Daniel James skrev:
On 19/04/2008, Thorsten Ottosen <thorsten.ottosen@dezide.com> wrote:
Hi Jeremy,
Jeremy wrote the original version, I'm responsible for the library nowadays.
Of course, sorry about that.
I tried expanding your list of primes so that it contains more numbers in the small range and in particulat such that it contains numbers closely above powers of 2. It happens frequently that powers of 2 comes up.
The theory is that you get less collisions when the size is as far from a power of 2 as possible. But I haven't looked into the research that this is based on, so I'm not sure how trustworthy it is.
Here's my new list:
static const std::size_t prime_list[] = { 5ul, 11ul, 17ul, 29ul, 37ul, 53ul, 67ul, 79ul, 97ul, 131ul, 193ul, 257ul, 389ul, 512ul, 769ul, 1031ul, 1543ul, 2053ul, 3079ul, 6151ul, 12289ul, 24593ul, 49157ul, 98317ul, 196613ul, 393241ul, 786433ul, 1572869ul, 3145739ul, 6291469ul, 12582917ul, 25165843ul, 50331653ul, 100663319ul, 201326611ul, 402653189ul, 805306457ul, 1610612741ul, 3221225473ul, 4294967291ul };
It was requested that I use smaller increments during the review. I haven't looked at it yet, but I created a ticket and I should get round to it before 1.36:
http://svn.boost.org/trac/boost/ticket/1710
For the test I conducted, not once did I get a max load factor above 1 for containers of size 4, 5, 7, 9 etc up to about 512.
- - - - -
PROBLEMS AND TASKS:
A. In the forum thread on hash table prime sizes, what theory explains choosing a bucket count far from a power of 2?
B. Take the forum thread on hash table prime sizes further, starting after its final sentence.

[Entries taken from a collection]
- - - - -
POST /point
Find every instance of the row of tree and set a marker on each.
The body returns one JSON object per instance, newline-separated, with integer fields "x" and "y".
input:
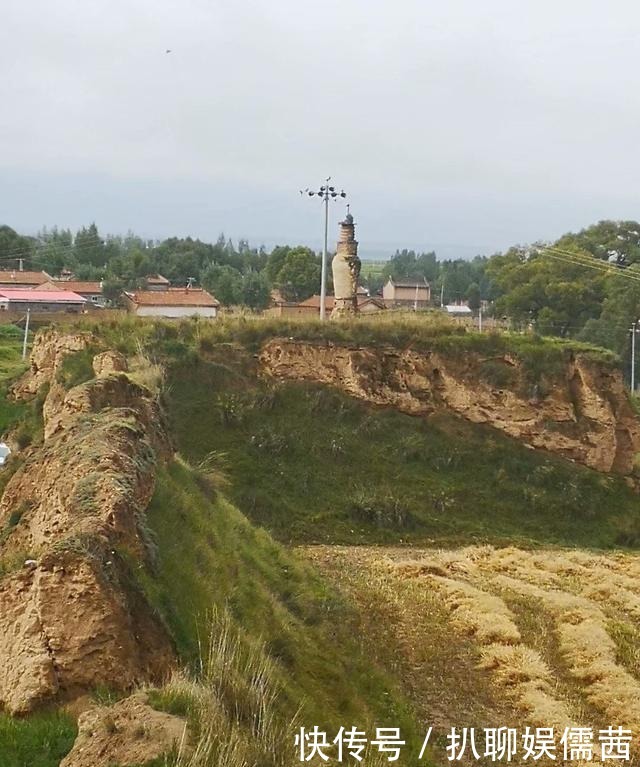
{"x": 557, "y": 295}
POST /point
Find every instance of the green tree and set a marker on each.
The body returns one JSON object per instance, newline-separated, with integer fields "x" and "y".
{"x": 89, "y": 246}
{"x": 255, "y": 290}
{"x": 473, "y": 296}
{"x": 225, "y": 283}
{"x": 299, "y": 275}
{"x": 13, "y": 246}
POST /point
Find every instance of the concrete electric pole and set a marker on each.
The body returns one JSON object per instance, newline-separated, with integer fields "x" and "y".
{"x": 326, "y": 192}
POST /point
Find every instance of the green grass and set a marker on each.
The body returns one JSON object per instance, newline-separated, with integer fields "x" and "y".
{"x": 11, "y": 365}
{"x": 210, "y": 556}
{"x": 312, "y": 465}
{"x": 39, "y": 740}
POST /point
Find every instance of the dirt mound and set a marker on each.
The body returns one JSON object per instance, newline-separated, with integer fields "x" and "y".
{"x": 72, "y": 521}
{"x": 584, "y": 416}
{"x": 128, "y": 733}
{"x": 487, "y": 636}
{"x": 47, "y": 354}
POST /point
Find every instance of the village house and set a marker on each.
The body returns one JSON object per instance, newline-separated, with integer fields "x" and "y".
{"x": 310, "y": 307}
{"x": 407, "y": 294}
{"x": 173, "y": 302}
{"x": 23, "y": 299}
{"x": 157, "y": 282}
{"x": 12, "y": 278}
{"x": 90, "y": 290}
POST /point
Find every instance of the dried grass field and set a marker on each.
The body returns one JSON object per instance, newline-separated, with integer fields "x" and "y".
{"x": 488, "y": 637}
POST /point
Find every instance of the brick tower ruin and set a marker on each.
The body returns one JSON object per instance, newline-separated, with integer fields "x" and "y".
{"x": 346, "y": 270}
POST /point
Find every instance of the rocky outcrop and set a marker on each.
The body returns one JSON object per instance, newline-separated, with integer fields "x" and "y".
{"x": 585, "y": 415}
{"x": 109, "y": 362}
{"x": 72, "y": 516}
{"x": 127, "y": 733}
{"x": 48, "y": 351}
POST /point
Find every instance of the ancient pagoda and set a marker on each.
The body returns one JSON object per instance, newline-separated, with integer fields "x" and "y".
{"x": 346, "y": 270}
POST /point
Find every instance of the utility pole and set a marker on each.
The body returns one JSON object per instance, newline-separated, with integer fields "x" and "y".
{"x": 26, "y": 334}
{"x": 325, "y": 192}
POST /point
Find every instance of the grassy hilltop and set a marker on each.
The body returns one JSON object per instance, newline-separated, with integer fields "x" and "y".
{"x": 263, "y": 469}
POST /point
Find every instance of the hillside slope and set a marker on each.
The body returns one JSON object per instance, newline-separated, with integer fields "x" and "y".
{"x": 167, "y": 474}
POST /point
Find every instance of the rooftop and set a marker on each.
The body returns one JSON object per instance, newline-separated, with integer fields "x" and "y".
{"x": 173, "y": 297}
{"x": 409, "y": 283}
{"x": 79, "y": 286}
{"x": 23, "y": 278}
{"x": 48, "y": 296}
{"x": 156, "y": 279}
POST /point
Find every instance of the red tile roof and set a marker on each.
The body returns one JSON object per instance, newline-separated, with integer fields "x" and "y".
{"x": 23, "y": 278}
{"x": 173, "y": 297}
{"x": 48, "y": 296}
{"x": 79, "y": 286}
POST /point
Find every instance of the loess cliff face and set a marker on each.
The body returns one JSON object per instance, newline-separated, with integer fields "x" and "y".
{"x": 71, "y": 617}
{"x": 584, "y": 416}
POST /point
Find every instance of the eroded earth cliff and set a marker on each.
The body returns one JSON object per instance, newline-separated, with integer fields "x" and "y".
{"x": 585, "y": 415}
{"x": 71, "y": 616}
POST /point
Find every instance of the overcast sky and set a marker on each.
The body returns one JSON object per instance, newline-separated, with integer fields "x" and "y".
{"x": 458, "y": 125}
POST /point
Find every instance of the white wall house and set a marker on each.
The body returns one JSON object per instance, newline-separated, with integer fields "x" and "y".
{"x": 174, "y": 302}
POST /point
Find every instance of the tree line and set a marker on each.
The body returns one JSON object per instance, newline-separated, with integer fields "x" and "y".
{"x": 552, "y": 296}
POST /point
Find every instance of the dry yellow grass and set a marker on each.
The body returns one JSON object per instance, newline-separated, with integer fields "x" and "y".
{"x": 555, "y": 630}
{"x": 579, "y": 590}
- - - - -
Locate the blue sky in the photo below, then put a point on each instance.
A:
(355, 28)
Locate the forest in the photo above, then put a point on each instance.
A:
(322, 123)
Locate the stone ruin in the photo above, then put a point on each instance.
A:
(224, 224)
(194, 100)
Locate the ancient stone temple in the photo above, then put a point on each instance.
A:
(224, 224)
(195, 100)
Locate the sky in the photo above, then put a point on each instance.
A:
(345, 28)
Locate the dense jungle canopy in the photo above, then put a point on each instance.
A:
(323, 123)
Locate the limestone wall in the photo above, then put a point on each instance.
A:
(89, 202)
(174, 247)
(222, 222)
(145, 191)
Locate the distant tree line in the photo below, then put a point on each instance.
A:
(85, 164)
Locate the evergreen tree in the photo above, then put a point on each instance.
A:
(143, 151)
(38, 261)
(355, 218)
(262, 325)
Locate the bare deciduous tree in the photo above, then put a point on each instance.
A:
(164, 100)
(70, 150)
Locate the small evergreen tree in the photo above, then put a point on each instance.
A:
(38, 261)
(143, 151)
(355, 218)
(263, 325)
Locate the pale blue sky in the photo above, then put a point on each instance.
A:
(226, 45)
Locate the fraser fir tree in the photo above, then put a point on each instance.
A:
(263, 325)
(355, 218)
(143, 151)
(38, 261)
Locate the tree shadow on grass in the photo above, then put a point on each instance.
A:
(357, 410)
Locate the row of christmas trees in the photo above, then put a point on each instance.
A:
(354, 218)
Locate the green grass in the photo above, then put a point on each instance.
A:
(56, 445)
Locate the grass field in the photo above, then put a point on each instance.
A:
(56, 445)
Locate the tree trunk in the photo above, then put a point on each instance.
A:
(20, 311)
- - - - -
ANSWERS FOR THE EXERCISE:
A. The size produces fewer collisions when it is as far from a power of 2 as possible.

B.
It's written so that it rehashes whenever an insert will cause the maximum load factor to be exceeded. So you never will. The main performance worry is that it will rehash too often
Right.
so It might be necessary to either let it exceed the maximum load factor a little, or ensure that it always grows by at least a certain percentage.
Although for larger sizes you'll generally find that the memory use of the nodes (the element size, one or two pointers and the memory management overhead for each node) is much larger than the size of the bucket array (one pointer per bucket and the overhead for a single allocation).
Ok. I assumed wrongly that the buckets where not a pointer to something.
Another alternative would be to allow users to control the initial bucket coutn explcitly in the constructor. I think I might like this better. Something like
boost::unordered_set<T*> the_set( boost::unordered::bucket_count(32u) ); assert( the_set.bucket_count() == 32u );
The problem is that performance will typically degrade when the bucket count isn't a prime number. Although if you have a high quality hash function this shouldn't be the case.
If you did this, would you want the bucket count to remain fixed, regardless of how large the container gets?
My typical use case is that I will fill the container once (and I know how many elements that will be put in there). Then this object is used again and again for lookup. In this case, allocating room for 2-3 times the need seems like overkill, and perhaps only allocating 20%-30% extra would be more fair.
An alternative that has some appeal is letting the user specify a policy class to control the bucket count. Although I'm not sure how that would play with the standard.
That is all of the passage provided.